<<<<

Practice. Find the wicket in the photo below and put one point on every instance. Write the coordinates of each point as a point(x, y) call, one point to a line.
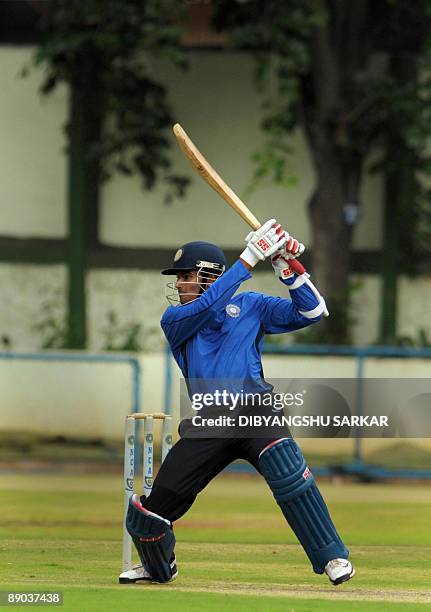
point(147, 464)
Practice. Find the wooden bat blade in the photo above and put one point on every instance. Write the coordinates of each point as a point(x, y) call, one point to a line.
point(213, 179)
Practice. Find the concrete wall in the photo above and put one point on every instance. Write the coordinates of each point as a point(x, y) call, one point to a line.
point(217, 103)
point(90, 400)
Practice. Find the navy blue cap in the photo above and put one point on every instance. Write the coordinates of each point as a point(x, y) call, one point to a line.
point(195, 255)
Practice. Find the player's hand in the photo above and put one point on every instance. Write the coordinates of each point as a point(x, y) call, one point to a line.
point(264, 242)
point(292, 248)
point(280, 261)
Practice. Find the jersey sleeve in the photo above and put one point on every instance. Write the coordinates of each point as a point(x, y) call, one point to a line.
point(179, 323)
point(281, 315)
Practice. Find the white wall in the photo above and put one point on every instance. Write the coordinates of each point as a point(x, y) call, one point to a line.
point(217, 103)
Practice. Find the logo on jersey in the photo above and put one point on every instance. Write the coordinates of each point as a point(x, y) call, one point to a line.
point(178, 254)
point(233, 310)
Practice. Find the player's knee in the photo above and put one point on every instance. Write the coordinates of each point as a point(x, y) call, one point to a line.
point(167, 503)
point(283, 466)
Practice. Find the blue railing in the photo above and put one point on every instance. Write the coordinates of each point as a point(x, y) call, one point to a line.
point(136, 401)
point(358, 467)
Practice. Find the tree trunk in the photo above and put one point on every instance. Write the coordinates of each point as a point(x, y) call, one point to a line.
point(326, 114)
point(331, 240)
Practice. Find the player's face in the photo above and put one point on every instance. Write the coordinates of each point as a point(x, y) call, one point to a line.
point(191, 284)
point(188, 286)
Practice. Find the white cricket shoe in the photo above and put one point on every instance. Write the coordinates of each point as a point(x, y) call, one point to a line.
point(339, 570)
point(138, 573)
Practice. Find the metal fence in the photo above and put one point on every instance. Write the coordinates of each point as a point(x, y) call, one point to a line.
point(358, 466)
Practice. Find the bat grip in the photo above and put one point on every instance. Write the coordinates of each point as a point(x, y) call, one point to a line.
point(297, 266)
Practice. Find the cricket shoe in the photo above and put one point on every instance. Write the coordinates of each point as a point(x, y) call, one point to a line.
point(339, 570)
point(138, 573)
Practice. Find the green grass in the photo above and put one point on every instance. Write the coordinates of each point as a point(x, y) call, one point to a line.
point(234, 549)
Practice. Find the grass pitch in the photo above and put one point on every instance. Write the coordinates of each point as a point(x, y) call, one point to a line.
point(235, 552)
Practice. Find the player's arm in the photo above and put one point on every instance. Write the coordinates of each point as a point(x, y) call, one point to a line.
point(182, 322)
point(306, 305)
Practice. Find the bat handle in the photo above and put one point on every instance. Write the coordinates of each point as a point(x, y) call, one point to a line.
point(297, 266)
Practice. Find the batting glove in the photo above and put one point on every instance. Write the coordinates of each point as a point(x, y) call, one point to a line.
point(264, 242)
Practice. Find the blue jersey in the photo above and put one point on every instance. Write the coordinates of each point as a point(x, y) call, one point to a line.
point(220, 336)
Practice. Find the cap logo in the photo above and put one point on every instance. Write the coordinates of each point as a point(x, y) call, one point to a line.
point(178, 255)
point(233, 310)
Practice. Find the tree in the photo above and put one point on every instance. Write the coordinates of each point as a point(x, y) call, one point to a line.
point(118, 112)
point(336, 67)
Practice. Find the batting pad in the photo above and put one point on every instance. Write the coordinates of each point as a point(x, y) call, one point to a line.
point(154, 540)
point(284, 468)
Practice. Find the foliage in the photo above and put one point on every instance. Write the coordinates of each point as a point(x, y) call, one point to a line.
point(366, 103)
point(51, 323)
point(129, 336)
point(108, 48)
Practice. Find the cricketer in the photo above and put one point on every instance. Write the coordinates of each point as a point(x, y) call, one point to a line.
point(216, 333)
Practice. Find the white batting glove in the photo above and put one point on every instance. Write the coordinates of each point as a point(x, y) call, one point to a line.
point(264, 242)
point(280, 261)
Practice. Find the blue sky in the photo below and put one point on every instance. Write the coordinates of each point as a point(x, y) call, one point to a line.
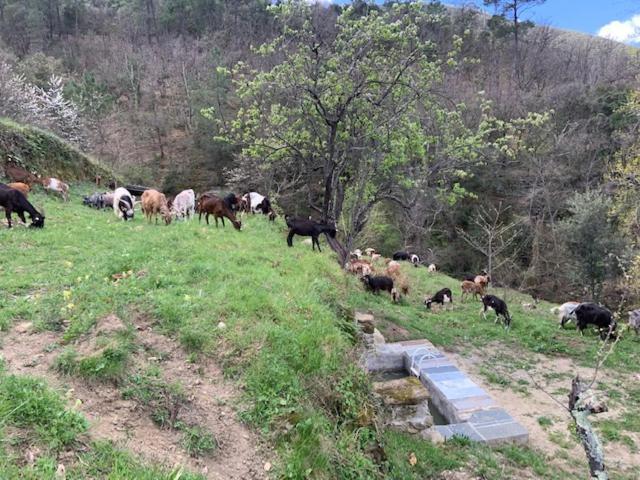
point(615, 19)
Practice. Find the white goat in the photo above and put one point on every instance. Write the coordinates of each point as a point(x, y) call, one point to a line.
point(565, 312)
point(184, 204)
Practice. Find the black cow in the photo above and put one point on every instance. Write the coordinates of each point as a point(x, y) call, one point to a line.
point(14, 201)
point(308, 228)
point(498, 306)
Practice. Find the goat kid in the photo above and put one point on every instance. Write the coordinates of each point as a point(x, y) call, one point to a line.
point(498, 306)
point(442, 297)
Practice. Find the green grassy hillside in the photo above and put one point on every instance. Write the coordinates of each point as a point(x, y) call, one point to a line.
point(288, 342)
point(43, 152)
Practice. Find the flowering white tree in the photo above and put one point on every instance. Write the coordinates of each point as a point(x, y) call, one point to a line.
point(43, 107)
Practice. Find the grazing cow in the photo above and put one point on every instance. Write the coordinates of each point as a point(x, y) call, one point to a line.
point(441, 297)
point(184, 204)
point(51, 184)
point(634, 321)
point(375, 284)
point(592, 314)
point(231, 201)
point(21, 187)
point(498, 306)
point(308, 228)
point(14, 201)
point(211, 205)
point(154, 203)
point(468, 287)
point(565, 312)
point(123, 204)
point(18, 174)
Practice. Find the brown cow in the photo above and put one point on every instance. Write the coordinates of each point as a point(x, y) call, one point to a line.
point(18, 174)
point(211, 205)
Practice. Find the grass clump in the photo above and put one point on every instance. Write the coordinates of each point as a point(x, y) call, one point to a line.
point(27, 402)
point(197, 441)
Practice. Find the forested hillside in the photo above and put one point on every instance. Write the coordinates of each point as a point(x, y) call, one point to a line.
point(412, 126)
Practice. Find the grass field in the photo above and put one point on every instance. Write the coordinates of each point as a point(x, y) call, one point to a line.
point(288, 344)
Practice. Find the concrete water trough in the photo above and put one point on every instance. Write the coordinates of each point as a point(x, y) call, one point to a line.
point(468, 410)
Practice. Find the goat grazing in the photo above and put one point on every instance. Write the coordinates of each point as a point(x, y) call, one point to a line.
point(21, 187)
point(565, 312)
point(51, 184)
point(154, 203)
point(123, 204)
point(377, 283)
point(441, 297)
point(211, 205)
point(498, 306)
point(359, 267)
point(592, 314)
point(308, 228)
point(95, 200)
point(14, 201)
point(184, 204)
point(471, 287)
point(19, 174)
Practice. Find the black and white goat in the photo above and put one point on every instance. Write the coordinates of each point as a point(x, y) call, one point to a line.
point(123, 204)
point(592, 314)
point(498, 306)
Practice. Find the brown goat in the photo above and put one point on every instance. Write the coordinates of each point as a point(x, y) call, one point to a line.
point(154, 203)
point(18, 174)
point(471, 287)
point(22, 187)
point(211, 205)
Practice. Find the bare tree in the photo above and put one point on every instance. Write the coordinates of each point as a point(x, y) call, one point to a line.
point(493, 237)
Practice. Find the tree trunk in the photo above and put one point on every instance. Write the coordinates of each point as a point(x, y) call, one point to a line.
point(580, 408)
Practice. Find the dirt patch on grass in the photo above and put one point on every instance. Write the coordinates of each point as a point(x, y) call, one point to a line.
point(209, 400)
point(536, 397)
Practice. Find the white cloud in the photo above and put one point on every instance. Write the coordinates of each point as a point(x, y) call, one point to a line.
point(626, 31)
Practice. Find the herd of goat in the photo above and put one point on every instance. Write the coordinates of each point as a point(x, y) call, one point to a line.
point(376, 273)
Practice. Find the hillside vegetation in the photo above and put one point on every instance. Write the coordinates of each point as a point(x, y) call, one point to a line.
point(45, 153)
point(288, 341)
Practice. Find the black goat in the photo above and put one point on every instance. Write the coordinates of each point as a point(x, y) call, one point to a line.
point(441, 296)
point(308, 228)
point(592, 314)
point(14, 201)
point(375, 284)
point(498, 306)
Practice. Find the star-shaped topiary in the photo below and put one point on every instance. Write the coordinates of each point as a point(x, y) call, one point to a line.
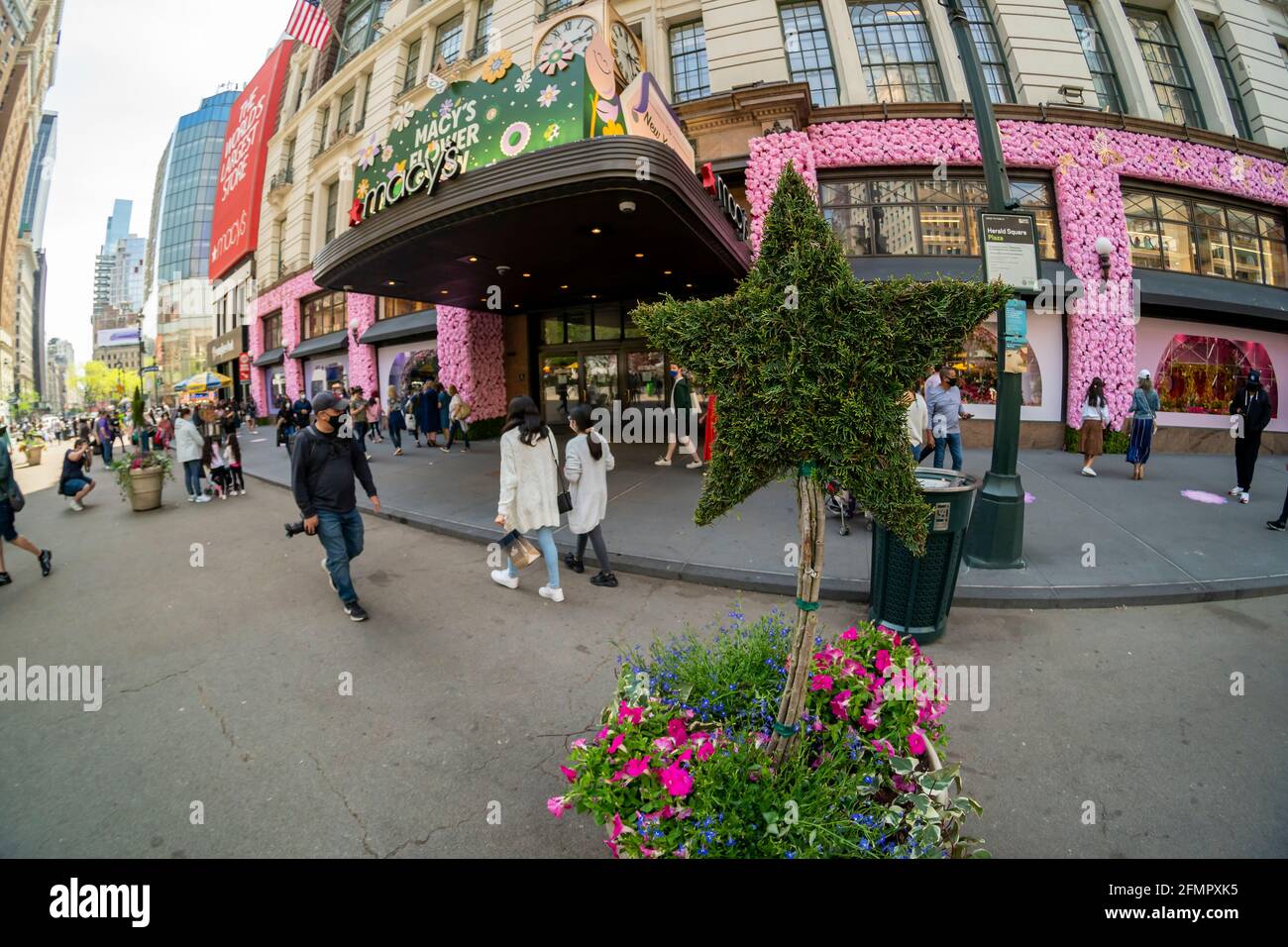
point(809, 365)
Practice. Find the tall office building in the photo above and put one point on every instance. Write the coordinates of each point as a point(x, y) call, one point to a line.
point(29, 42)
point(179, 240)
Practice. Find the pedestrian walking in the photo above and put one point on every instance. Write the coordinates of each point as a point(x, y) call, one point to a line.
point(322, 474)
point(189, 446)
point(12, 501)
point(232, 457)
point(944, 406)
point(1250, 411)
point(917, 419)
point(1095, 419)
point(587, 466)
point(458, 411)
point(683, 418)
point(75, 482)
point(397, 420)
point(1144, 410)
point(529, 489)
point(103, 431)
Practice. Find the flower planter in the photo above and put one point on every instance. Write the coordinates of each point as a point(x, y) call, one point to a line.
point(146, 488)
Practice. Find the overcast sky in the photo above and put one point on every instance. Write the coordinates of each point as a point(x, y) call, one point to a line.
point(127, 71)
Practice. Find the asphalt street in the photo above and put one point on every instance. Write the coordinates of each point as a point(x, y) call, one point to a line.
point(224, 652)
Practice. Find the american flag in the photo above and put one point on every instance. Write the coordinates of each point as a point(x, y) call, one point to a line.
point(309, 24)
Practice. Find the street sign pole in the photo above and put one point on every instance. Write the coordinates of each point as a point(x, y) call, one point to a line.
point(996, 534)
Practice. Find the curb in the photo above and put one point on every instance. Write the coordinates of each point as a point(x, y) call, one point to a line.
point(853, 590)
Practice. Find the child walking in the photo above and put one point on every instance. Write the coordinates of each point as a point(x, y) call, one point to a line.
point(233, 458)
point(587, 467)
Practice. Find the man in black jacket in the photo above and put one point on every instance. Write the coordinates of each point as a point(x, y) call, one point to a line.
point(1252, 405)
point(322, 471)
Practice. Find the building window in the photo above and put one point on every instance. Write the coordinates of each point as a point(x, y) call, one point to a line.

>>>>

**Your instructions**
Copy the lines word for word, starting with the first line of the records and going on through the line with "point(331, 240)", that line included. Leave the pictures out of your copy.

**Task solution**
Practice. Find the wicket in the photo below and put one point on every instance. Write the coordinates of each point as a point(x, y) call, one point to a line.
point(147, 464)
Practice. Find the wooden bat blade in the photo above and put one point on every instance. Write the coordinates of each point as a point(x, y) call, one point to a line.
point(213, 179)
Practice. Find the concrete wall in the photo above and put one point on every instance. Write the coordinates of each point as a point(x, y) call, one point to a line.
point(217, 103)
point(90, 400)
Practice. Find the navy blue cap in the photo above and put one point on every instance. Write the coordinates of each point as a point(x, y) call, one point to a line.
point(195, 255)
Practice. Find the player's hand in the photo above and put one point on every instance. Write the coordinates of each point as a point(x, y) call, one point to a line.
point(264, 242)
point(292, 248)
point(280, 261)
Practice. Find the jersey sleeve in the photo above and put one point on every instance. Write the coordinates of each point as a point(x, y) call, one point to a line.
point(179, 323)
point(281, 315)
Practice. Find the white wall in the photo above and put one point on every instance. Write the coordinates of each point as a point(x, y) call, one point to a line.
point(217, 103)
Practice. Find the logo on jersey in the photo above and put one point on every instance. Write the coordinates of each point as a point(x, y) call, one point to a line.
point(178, 254)
point(233, 310)
Practice. Find the player's knee in the photo above and put one point on every instance. Write the coordinates of each point as a point(x, y) call, one point to a line.
point(167, 503)
point(283, 466)
Practice. Find the blue railing in the photo above and put one point on every instance. Write the coordinates of each point as a point(x, y) call, one point to a line.
point(136, 401)
point(358, 467)
Practice. Find the tree trunk in the photo above and put one point on every instance. Write the coordinates of each point as a point(x, y) call, one point to a line.
point(326, 114)
point(331, 240)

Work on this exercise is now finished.